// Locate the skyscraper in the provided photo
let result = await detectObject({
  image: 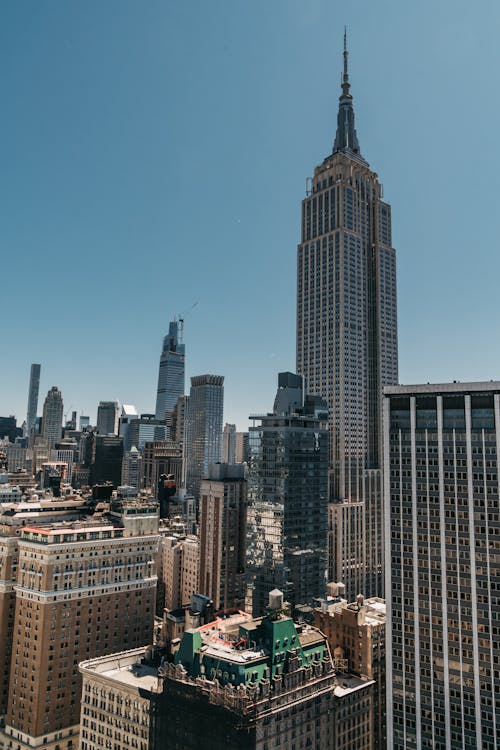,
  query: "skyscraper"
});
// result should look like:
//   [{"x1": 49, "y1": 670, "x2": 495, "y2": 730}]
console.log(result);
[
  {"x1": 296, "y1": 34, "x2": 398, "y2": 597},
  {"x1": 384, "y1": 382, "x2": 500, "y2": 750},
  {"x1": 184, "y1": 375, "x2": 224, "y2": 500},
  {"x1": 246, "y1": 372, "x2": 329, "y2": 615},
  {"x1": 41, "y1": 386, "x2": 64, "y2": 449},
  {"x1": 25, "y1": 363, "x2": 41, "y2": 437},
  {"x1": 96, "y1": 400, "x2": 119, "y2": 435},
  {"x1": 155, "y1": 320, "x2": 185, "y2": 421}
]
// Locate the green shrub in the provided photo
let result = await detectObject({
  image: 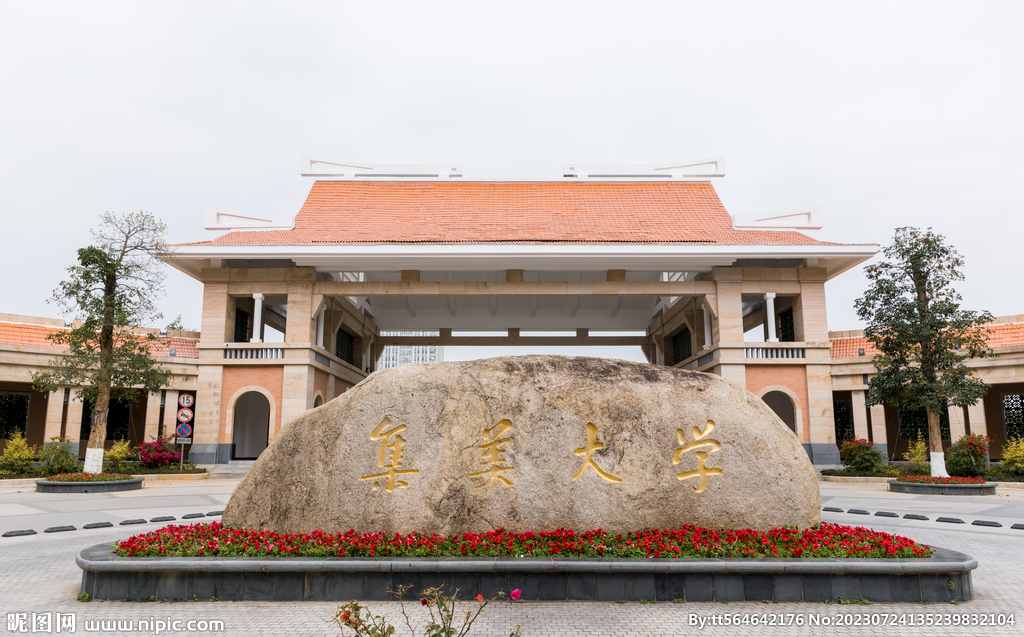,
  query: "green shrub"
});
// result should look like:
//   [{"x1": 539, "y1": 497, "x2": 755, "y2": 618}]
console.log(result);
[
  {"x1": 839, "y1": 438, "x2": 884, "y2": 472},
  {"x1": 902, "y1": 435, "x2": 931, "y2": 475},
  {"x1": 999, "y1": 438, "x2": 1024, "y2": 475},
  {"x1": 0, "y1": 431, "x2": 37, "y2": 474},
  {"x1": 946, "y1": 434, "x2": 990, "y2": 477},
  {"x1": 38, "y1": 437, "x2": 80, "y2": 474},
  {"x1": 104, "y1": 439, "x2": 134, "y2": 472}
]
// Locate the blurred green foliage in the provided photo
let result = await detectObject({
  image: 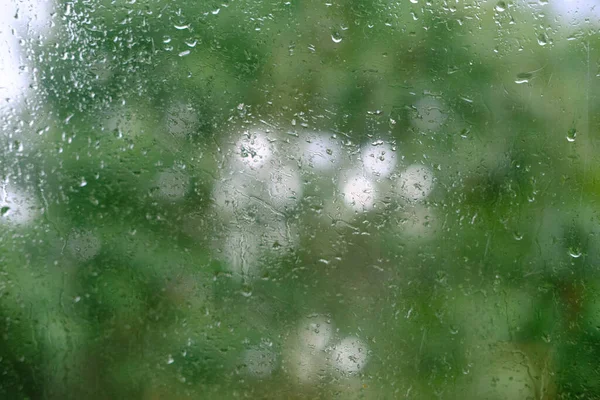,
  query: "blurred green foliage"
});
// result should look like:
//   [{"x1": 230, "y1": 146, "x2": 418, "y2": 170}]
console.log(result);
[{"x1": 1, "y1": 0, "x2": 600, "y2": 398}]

────

## EXERCISE OBJECTIVE
Which lines in the data above hold the string "skyscraper"? Show each one.

## RESPONSE TO THIS TASK
// Locate the skyscraper in the provided photo
  query: "skyscraper"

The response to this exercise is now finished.